#### Document segment
====
Come Into My Kitchen

Bobotie, a savory South African curry dish, is a versatile winner

Edwena Kaplen-Jacobs’ Bobotie.
Edwena Kaplen-Jacobs’ Bobotie. The Kansas City Star

Edwena Kaplen-Jacobs, originally from South Africa, travels extensively, and her travels influence her cooking and the ingredients she uses. She and her husband, Glen Jacobs, live in Leawood, where they raised two sons.

Q: How has travel influenced your cooking?

A: I have always loved to cook, and while we left South Africa 22 years ago, my homeland, family and the places I travel to influence my cooking.

My father’s family was Mediterranean, so I grew up with those foods and influences. When we moved from South Africa, we lived in the Caribbean for five years, and while there I enjoyed cooking fish and seafood.

Now, I travel to see family and for my work, and I purchase spices and other ingredients on my trips, and I enjoy using specific curries and spices from other countries. I also enjoy using distinctive and beautiful kitchen utensils and serving pieces, and many are artisan-made in South Africa.
====
#### Listed records
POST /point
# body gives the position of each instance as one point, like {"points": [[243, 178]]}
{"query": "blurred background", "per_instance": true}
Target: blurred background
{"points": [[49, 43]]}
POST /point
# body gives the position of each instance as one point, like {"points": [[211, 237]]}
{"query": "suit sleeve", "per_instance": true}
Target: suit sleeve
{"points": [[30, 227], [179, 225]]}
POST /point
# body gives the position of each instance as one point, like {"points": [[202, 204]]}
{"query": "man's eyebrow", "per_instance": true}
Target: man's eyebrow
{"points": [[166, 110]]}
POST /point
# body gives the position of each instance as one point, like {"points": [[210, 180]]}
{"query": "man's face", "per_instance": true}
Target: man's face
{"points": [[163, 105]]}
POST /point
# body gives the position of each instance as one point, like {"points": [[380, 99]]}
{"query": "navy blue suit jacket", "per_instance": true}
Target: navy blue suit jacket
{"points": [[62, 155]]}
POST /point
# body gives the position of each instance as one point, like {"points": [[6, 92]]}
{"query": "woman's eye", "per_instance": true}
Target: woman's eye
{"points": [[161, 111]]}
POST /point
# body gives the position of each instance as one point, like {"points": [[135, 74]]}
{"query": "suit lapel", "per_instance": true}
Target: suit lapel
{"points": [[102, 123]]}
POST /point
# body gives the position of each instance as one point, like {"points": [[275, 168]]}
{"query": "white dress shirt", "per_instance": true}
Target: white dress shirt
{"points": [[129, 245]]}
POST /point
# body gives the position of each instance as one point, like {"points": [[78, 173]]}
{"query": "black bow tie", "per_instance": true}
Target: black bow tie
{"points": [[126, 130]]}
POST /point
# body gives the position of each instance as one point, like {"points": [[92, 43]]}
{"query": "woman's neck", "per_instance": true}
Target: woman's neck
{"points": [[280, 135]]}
====
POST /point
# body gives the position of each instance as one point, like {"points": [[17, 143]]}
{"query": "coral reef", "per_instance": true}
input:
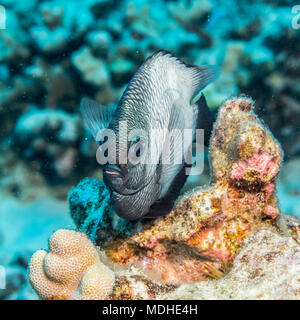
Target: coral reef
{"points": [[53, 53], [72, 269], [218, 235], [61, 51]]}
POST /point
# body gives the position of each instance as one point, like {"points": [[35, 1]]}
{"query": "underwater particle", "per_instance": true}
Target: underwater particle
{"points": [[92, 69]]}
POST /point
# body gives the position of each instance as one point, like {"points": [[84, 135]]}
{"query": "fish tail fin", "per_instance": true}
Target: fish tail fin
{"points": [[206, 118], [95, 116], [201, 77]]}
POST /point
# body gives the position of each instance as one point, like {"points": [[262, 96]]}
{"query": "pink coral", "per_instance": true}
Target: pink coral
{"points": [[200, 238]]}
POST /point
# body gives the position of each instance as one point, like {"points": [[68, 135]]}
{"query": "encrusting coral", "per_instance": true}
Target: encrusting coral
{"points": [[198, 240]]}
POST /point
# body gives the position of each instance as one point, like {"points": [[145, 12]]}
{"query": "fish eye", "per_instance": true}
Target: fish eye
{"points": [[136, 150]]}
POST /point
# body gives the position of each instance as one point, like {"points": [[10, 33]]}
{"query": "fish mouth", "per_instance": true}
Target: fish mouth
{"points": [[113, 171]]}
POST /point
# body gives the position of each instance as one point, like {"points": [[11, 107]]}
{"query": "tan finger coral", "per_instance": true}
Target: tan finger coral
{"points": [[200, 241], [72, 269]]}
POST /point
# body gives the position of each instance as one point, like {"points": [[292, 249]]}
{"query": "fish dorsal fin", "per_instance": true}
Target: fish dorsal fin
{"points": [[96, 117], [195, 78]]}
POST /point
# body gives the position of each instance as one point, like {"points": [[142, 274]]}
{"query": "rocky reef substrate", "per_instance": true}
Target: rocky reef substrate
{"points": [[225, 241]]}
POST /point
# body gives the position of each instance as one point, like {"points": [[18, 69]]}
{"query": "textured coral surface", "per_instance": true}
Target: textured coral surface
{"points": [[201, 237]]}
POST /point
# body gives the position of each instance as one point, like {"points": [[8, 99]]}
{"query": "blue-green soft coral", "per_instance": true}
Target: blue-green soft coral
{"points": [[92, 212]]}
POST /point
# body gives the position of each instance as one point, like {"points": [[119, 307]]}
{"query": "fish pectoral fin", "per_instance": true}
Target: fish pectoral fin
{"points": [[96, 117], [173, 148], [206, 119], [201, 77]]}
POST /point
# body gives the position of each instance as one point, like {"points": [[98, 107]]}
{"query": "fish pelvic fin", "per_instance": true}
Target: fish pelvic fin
====
#### Given task 1
List every place the bobotie article says Edwena Kaplen-Jacobs has lived.
#### Given task 2
Write the next part of the bobotie article, picking up after its last sentence.
The rows have nothing to do with the bobotie article.

#### Written reply 1
South Africa, the Caribbean, Leawood

#### Written reply 2
As a birthday gift, I was able to travel to southern France to study cooking. That was an incredible opportunity, and I learned much about French cooking.

CIMK Kaplen-Jacobs 041818 0 (2)
Edwena Kaplen-Jacobs’ flavorful and versatile Bobotie is in great demand from her family and friends. Allison Long The Kansas City Star

Q: Tell us about Bobotie, the dish you are sharing.

A: It is one of my signature dishes. Twice, when my sons were in elementary school, I offered to prepare a five-course dinner for 10 people and donated the dinner to their fundraising auctions. Bobotie was the main dish. The dinner raised $1,000 each time it was auctioned. Then, when my son’s fraternity at KU, Phi Gamma Delta (or Fiji), held an auction, that dinner sold for $1,500.

The dish is very popular in South Africa, and my neighbors beg to come to dinner when I prepare it. While the dish may typically feed about six people, when my sons are home, the two of them enjoy it so much they can almost eat it all.

The ground meat is flavored with curry, then covered with a creamy yogurt and egg topping, so the dish is as beautiful as it is richly flavored. It takes just about 20 minutes to assemble before going into the oven, so it is not difficult or time-consuming.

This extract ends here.